**Provided information:**
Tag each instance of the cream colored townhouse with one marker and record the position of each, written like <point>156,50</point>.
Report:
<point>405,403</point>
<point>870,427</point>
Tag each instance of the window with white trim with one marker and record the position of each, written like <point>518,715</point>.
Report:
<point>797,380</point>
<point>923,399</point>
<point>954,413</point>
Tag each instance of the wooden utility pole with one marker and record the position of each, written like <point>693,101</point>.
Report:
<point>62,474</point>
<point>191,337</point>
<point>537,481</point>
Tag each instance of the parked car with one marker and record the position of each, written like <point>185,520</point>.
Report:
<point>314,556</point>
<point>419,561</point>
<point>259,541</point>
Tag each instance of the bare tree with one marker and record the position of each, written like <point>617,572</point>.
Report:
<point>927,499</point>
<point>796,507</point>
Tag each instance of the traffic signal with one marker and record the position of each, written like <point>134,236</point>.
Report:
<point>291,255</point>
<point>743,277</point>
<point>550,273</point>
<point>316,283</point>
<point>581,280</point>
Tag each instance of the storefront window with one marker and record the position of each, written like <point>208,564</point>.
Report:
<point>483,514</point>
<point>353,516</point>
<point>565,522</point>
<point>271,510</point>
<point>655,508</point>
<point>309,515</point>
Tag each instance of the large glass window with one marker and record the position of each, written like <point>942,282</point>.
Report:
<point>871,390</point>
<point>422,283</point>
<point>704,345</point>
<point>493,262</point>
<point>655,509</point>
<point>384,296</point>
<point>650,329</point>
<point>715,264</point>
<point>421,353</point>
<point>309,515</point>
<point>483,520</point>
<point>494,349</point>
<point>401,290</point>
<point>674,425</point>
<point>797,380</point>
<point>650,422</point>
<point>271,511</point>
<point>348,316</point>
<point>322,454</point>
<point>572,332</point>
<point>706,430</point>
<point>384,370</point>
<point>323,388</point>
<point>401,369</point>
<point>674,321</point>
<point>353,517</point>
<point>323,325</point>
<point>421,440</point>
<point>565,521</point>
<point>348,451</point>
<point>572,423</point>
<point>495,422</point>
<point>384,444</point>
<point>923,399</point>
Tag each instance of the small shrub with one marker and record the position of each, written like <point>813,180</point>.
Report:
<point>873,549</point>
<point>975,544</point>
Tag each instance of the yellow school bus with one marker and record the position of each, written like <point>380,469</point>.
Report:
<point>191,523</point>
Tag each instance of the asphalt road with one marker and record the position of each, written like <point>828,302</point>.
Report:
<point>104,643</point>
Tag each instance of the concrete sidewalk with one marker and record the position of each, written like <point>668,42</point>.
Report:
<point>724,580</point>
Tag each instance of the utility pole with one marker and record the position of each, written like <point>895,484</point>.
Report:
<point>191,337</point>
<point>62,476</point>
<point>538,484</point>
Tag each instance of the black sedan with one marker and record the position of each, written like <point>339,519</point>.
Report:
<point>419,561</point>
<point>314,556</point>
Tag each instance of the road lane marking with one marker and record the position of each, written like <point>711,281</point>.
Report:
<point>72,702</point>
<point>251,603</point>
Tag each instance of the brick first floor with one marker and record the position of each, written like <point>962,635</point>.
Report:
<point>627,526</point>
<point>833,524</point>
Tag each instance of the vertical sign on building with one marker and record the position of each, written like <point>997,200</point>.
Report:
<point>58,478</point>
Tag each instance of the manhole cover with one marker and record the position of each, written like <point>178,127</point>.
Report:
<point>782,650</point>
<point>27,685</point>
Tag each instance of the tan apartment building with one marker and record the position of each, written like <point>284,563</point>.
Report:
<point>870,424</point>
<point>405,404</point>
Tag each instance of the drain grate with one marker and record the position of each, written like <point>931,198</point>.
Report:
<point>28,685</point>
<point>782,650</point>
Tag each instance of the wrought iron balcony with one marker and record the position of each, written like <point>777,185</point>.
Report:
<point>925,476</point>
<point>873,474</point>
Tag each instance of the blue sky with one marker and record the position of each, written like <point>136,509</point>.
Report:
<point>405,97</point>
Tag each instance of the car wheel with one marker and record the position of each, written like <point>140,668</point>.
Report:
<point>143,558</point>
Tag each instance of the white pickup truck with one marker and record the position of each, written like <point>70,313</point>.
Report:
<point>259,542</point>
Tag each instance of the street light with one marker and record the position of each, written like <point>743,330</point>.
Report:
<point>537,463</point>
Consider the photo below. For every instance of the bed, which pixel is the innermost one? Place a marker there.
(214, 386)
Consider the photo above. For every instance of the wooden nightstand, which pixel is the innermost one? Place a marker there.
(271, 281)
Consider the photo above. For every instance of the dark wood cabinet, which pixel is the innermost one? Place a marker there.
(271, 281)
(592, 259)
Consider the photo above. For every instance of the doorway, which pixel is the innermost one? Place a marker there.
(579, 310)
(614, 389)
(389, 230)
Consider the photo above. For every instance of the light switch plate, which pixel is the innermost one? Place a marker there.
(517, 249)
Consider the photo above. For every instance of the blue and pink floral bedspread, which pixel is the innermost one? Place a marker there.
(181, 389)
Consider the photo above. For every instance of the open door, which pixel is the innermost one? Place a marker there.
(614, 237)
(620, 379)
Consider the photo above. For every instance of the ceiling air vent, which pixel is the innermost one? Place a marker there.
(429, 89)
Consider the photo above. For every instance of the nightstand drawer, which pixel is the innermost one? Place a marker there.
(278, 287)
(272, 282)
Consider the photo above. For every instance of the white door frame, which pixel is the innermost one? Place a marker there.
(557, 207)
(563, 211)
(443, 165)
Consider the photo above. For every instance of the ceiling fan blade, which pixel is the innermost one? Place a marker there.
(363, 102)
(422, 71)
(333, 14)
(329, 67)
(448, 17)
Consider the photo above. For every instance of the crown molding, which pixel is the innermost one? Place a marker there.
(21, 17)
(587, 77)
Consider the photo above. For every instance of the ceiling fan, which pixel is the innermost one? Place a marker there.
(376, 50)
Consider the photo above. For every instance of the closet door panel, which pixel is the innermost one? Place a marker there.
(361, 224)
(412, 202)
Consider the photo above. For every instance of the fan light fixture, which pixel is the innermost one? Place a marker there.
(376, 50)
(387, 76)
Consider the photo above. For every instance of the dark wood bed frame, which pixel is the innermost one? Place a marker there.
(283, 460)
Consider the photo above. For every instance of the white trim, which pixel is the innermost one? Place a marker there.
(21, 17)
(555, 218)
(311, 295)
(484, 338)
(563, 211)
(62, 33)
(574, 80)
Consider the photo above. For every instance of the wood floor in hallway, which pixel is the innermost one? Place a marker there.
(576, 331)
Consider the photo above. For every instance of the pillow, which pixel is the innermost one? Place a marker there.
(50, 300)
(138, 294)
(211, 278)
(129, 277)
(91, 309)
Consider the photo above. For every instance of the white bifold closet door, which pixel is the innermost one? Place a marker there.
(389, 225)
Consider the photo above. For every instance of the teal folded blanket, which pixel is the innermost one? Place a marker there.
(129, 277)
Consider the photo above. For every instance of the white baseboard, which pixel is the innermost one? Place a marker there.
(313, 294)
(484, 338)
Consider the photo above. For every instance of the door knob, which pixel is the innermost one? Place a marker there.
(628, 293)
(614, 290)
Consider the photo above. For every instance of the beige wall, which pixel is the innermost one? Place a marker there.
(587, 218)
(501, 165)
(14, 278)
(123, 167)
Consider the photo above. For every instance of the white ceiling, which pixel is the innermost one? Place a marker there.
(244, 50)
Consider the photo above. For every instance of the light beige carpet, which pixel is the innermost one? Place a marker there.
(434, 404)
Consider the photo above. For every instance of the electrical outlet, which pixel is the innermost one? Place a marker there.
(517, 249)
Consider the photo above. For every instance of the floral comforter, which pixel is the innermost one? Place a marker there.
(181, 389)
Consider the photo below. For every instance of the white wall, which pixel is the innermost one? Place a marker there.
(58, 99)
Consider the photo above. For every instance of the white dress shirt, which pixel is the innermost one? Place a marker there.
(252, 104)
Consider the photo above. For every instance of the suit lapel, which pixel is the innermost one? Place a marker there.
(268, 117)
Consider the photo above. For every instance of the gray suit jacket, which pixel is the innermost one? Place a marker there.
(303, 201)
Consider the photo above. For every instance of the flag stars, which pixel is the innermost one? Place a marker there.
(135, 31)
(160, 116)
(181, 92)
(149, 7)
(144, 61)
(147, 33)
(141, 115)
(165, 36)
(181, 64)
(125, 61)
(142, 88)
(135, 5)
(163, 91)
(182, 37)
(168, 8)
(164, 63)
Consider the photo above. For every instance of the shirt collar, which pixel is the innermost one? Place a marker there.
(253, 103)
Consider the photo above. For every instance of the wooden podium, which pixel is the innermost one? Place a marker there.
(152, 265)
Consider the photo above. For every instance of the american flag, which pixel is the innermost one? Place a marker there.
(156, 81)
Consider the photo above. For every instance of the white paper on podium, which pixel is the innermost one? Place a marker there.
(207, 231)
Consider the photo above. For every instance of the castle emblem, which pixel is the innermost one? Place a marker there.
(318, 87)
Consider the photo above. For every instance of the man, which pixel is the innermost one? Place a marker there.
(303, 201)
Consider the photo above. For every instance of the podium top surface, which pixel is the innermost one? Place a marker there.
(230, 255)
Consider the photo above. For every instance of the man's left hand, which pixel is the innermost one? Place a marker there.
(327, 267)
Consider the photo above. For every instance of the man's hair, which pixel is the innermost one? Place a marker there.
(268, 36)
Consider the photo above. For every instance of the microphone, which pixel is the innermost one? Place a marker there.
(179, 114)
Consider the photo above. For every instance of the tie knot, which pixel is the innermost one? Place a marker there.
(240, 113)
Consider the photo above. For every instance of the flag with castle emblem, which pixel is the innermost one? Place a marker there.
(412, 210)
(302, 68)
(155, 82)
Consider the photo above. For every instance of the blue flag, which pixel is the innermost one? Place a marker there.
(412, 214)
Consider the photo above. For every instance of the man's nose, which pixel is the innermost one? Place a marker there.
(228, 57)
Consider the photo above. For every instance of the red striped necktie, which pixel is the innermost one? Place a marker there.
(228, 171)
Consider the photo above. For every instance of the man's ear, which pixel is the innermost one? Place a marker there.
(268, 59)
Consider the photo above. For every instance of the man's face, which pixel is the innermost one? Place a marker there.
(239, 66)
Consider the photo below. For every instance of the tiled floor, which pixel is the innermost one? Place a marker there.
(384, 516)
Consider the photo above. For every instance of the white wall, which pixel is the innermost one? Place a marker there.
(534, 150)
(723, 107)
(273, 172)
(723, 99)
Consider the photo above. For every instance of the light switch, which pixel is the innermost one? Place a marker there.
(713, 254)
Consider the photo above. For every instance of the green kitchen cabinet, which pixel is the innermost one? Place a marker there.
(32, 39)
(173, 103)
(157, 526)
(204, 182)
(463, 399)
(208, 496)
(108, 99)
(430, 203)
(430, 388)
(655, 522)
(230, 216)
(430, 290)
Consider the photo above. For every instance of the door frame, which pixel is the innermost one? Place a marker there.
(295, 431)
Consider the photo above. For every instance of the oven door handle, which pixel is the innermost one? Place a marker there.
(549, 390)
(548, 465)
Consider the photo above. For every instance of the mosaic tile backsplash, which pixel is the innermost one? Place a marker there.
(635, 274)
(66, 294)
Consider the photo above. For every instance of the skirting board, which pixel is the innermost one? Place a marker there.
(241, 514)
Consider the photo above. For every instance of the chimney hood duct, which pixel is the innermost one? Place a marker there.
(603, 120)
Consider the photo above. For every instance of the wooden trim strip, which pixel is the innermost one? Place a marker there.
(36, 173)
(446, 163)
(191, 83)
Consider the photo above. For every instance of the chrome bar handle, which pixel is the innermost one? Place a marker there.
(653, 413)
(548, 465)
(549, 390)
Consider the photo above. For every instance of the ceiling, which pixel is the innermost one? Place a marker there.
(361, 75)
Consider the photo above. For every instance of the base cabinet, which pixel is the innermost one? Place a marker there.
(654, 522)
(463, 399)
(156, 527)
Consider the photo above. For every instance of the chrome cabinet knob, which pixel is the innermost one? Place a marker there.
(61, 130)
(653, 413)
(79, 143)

**Your instructions:**
Which lines of the listing contain the string "window"? Copy each of them.

**Task response:**
Tag each instance of the window with white trim with one marker and record the position of each, written like <point>518,715</point>.
Tag each instance of the storefront window with one marker and record the position of each, written like <point>208,564</point>.
Tag each instance of the large glass window with one marker and record the position of each, written like <point>942,282</point>.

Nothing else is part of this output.